Peruvian scholar and professor

José Gabriel Cosío Medina (Accha, March 18, 1887 – Lima, November 23, 1960) was a Peruvian scholar and professor. As a representative of the Peruvian government, he supervised the Yale Peruvian Expedition in 1912 led by Hiram Bingham.

He was part of the Cusco School, a generation of Cusco students who grouped around regionalism, indigenism, and decentralism and is considered the most brilliant generation produced in Cusco during the 20th century and the one that had the longest period of influence. His brother Félix Cosío Medina was also part of this group.

== Biography ==
He was born in the district of Accha, province of Paruro, department of Cusco. He was a student of philosophy, history, and literature at the National University of Saint Anthony the Abbot in Cuzco, forming part of the generation known as the Escuela Cusqueña (Cuzco School). He participated in the 1909 university reform, and from 1912 he was part of the group that published the Revista Universitaria founded by the president of the University of Cusco, Albert Giesecke, along with other notable figures in the academic scene of Cusco at the time, such as Luis E. Valcárcel, José Uriel García, Rafael Aguilar Páez, Miguel Corazao, Humberto Luna Pacheco, Francisco Tamayo, José Mendizábal, and Luis Rafael Casanova.

In 1909, he began his career as a professor of Spanish and literature. He taught at the National University of San Antonio Abad of Cusco, San Carlos School in Puno, San Juan School in Trujillo, and the National School of Sciences and Arts of Cuzco. In 1912, he was a delegate of the Peruvian government and the Geographical Society of Lima on the scientific expedition of Yale University, led by Hiram Bingham in Machu Picchu. He was also a councilman for the Municipality of Cusco, an active member of the Public Welfare Society of Cusco, founder of the American Institute of Art, and president of the Rotary Club of Cusco.

He wrote several articles on architecture, history of Cusco, and its institutions, among other topics. He died on November 23, 1960, in the city of Lima.

Recorded data ->
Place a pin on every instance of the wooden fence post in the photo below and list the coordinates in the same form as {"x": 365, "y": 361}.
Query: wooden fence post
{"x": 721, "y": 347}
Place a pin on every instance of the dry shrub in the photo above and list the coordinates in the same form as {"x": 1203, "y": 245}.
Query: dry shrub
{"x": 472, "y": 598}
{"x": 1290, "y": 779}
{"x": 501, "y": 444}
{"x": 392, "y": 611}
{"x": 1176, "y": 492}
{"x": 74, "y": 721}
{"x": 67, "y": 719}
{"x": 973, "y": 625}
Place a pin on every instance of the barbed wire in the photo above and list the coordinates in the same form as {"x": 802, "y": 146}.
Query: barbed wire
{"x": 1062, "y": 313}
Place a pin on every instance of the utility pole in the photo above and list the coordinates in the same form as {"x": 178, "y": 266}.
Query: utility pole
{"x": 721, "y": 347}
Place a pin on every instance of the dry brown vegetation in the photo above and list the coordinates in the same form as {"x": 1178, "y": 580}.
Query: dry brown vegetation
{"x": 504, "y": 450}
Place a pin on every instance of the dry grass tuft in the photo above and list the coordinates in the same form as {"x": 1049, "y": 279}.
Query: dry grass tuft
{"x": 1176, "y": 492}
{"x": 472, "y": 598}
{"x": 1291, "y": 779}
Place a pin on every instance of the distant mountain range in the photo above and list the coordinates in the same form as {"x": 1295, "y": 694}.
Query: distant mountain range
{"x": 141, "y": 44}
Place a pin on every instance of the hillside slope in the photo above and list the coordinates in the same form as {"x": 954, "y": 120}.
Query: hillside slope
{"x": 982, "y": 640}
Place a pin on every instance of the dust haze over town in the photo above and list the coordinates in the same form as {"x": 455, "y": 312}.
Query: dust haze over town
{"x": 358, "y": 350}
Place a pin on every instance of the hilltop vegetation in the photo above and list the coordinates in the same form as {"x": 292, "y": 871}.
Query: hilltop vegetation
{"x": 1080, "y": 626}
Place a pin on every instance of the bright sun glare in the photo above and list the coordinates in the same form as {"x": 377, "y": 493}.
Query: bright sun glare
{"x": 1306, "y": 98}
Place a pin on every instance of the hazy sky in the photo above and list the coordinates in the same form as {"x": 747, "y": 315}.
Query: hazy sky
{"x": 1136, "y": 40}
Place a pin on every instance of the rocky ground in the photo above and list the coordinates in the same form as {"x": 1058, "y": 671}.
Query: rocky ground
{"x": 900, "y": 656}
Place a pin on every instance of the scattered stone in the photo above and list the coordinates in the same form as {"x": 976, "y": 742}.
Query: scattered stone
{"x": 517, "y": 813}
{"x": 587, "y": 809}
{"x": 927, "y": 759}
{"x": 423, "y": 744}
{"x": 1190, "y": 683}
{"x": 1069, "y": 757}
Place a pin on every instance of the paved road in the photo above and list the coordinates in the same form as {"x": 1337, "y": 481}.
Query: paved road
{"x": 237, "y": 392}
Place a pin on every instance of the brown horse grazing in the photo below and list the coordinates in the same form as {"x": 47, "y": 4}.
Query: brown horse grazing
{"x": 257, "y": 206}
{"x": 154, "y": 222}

About this exercise -> Using the Cosío Medina biography, decide whether each statement agrees with it, and back each yes or no with the text's own words, quoted exactly. 1. He started teaching Spanish and literature in 1909. 2. Albert Giesecke led the 1912 Yale expedition. 3. He founded the Rotary Club of Cusco. The rows play no part in what comes next; only the biography of José Gabriel Cosío Medina is used.

Written answer ->
1. Yes: "In 1909, he began his career as a professor of Spanish and literature."
2. No: "the scientific expedition of Yale University, led by Hiram Bingham in Machu Picchu"
3. No: "founder of the American Institute of Art, and president of the Rotary Club of Cusco"